You’d think both parties would learn from 2016s SNAFUs

Blythe

Hmmm.

Purportedly Buttigieg and Sanders are in the lead in Iowa, with Sanders ahead of Buttigieg by a meager 1%.

CuriousEyes

Quote from: Chulanowa on February 04, 2020, 09:49:45 AMAnd i don't wanna make claims, but Pete claiming victory with 0% of the results being in, and his apaprent ties to the company behind the app does look pretty darned weird.

I can't wait to hear the insinuations that are going to dog him for the entire primary over that "declaring victory" moment. Honestly the only thing that might be worse for him is if he ends of coming in second, which would be a victory for him in all honesty but is an instant soundbite.

For what its worth, my understanding is that he's basing that claim on having people present at something like 60 - 70% of the caucus sites tallying votes for him. IE even though the app that officially compiles numbers was busted, he knows the numbers that should be going in and feels he's insurmountable. Guess we will see soon.

Unrelated, I hate Iowa. It should not be first I'm the nation for Democratic primaries. The state caucus system is wonky and pushes a state that's already kind of a demographic outlier into results that generally don't reflect the electorate.

Missy

Quote from: Bly on February 04, 2020, 05:29:01 PM
Hmmm.

Purportedly Buttigieg and Sanders are in the lead in Iowa, with Sanders ahead of Buttigieg by a meager 1%.

When I looked it said Butti had more delegates and Bern had more individual votes. I dunno, the thing about it is the more you examine the details of the American electorate system the more ridiculously broken it looks.

Chulanowa

Quote from: TheGlyphstone on February 04, 2020, 10:52:10 AM
When did Jeb Bush become a meme?

Somewhere between "Please Clap" and "hell yeah I'd kill baby Hitler!"  ;D Comrade Jeb is one of my favorite memes.

____

Stated task:
Retype the forum thread about the Iowa caucus above, word for word.

____

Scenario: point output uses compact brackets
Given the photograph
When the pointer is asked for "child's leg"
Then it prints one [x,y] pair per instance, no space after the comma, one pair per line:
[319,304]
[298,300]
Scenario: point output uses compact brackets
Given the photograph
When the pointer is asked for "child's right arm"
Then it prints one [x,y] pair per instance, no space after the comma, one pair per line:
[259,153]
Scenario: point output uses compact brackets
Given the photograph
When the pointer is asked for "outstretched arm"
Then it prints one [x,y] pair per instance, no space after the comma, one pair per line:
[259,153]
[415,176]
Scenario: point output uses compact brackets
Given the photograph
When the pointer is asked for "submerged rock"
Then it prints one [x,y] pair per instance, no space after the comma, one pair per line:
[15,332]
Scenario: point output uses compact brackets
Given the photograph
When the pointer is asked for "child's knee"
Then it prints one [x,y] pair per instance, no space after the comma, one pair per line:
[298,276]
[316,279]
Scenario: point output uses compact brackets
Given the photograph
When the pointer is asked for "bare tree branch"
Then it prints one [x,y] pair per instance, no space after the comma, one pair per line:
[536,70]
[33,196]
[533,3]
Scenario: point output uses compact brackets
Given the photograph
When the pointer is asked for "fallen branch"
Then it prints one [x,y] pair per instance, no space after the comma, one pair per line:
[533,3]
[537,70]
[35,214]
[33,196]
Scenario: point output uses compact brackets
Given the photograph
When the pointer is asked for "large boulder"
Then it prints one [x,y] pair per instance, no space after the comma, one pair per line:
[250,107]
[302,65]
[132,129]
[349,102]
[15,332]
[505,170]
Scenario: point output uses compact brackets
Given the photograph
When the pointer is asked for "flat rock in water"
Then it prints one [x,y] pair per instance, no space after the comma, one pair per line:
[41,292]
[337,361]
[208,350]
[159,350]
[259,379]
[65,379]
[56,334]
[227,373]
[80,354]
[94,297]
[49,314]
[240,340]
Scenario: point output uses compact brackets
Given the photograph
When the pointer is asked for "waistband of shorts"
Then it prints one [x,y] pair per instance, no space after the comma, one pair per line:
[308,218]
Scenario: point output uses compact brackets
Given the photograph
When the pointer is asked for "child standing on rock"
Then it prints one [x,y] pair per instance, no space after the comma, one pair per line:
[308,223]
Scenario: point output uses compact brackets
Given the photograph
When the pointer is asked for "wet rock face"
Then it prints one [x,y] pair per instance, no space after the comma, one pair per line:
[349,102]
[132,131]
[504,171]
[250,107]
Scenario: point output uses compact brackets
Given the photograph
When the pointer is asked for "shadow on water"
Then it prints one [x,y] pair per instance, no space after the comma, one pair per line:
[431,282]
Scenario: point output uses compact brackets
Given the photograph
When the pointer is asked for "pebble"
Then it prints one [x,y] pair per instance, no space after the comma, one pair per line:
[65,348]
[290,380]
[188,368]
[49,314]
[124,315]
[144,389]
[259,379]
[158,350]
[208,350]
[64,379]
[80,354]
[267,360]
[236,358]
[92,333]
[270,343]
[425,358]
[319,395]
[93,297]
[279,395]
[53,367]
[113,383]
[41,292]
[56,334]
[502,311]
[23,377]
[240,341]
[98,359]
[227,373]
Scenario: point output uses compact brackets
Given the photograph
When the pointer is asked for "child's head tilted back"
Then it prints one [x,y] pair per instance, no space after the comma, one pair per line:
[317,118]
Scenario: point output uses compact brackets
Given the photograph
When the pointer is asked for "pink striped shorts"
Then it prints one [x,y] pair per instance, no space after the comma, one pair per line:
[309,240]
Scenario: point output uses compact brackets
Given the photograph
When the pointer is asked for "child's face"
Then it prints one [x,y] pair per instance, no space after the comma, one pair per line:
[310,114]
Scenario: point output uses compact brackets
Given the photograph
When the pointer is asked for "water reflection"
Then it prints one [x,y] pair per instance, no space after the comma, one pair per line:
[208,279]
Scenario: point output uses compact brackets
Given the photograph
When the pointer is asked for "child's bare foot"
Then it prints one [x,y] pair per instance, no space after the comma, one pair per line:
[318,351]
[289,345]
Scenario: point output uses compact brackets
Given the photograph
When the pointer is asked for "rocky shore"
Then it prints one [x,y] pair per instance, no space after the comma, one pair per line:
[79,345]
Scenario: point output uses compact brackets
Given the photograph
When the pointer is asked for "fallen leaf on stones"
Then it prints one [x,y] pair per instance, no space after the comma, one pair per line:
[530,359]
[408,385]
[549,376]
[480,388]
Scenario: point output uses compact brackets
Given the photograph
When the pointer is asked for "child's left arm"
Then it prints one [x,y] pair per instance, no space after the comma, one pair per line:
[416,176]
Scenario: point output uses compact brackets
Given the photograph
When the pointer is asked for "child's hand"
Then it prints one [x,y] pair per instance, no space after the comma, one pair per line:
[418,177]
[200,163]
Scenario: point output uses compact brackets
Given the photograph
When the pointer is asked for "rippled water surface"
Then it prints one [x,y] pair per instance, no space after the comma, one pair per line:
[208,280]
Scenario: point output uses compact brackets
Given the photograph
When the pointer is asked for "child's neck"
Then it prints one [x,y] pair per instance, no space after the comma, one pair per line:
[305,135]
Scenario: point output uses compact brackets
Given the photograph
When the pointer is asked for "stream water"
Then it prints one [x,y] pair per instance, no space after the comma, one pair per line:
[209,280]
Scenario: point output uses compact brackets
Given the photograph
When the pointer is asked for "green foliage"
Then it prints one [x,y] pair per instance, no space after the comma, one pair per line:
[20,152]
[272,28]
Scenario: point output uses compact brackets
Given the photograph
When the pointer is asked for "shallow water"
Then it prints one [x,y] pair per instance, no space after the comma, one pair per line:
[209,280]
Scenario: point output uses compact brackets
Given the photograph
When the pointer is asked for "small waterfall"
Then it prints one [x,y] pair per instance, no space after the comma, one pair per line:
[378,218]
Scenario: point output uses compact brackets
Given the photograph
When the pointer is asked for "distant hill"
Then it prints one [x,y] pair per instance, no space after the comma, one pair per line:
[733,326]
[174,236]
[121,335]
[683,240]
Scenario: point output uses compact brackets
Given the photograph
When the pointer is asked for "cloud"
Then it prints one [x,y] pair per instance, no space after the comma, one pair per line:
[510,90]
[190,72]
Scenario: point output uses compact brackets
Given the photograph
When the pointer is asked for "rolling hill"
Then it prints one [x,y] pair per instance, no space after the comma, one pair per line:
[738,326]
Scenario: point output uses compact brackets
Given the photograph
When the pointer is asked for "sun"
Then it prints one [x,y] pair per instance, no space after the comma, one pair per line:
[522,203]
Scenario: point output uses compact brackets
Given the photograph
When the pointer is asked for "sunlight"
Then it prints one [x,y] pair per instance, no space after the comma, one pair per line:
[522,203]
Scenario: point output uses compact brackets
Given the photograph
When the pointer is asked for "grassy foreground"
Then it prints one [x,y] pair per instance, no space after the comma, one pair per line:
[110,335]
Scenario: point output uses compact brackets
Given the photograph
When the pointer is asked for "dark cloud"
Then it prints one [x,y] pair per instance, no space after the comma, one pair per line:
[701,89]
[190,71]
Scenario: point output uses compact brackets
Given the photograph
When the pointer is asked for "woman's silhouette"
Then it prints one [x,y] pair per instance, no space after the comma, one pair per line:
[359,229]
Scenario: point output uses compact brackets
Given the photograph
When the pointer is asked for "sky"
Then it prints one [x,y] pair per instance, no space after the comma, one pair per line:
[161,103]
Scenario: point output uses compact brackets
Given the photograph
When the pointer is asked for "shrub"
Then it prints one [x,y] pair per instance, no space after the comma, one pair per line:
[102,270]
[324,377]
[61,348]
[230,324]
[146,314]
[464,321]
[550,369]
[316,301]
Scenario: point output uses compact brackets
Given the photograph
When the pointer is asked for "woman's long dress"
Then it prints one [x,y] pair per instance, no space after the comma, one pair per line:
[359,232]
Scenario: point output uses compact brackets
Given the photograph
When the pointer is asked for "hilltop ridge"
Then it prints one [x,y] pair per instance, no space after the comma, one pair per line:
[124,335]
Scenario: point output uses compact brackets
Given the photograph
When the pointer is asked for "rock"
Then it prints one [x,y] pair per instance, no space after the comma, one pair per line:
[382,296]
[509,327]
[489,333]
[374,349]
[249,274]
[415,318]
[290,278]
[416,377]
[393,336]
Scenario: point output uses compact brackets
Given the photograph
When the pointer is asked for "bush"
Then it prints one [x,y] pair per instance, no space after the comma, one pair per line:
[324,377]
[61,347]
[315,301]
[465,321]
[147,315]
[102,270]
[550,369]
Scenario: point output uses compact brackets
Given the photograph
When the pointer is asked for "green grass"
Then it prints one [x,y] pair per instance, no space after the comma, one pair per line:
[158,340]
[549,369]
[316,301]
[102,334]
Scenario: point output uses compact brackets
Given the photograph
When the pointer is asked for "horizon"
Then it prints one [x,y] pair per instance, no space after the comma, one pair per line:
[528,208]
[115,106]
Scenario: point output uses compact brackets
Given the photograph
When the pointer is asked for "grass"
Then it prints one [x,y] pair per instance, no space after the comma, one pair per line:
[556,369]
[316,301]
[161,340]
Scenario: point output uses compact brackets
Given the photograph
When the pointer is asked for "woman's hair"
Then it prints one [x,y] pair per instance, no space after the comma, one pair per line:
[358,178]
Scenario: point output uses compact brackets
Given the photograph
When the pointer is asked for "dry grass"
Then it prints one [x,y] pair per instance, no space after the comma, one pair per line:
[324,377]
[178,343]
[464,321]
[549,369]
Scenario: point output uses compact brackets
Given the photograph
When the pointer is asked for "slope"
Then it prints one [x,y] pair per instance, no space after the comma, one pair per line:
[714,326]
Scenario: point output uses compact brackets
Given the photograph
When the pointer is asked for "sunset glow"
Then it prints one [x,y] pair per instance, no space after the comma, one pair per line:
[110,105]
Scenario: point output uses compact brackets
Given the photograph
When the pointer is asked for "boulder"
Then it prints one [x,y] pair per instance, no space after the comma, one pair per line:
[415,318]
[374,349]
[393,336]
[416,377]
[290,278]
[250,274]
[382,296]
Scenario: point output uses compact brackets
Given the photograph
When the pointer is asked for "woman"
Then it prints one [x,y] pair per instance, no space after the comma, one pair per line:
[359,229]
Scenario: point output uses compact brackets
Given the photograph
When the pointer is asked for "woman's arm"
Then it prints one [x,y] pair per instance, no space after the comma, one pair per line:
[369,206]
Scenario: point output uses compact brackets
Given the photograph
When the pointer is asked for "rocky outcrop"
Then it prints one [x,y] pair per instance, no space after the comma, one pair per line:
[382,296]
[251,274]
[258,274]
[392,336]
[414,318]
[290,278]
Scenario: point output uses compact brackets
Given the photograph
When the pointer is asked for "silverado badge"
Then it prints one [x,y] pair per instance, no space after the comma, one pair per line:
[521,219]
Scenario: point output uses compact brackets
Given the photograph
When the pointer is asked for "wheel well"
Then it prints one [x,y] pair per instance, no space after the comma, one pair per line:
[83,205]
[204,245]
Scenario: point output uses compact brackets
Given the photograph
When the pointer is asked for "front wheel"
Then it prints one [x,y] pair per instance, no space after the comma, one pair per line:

____

In response:
You’d think both parties would learn from 2016s SNAFUs

Blythe

Hmmm.

Purportedly Buttigieg and Sanders are in the lead in Iowa, with Sanders ahead of Buttigieg by a meager 1%.

CuriousEyes

Quote from: Chulanowa on February 04, 2020, 09:49:45 AMAnd i don't wanna make claims, but Pete claiming victory with 0% of the results being in, and his apaprent ties to the company behind the app does look pretty darned weird.

I can't wait to hear the insinuations that are going to dog him for the entire primary over that "declaring victory" moment. Honestly the only thing that might be worse for him is if he ends of coming in second, which would be a victory for him in all honesty but is an instant soundbite.

For what its worth, my understanding is that he's basing that claim on having people present at something like 60 - 70% of the caucus sites tallying votes for him. IE even though the app that officially compiles numbers was busted, he knows the numbers that should be going in and feels he's insurmountable. Guess we will see soon.

Unrelated, I hate Iowa. It should not be first I'm the nation for Democratic primaries. The state caucus system is wonky and pushes a state that's already kind of a demographic outlier into results that generally don't reflect the electorate.

Missy

Quote from: Bly on February 04, 2020, 05:29:01 PM
Hmmm.

Purportedly Buttigieg and Sanders are in the lead in Iowa, with Sanders ahead of Buttigieg by a meager 1%.

When I looked it said Butti had more delegates and Bern had more individual votes. I dunno, the thing about it is the more you examine the details of the American electorate system the more ridiculously broken it looks.

Chulanowa

Quote from: TheGlyphstone on February 04, 2020, 10:52:10 AM
When did Jeb Bush become a meme?

Somewhere between "Please Clap" and "hell yeah I'd kill baby Hitler!"  ;D Comrade Jeb is one of my favorite memes.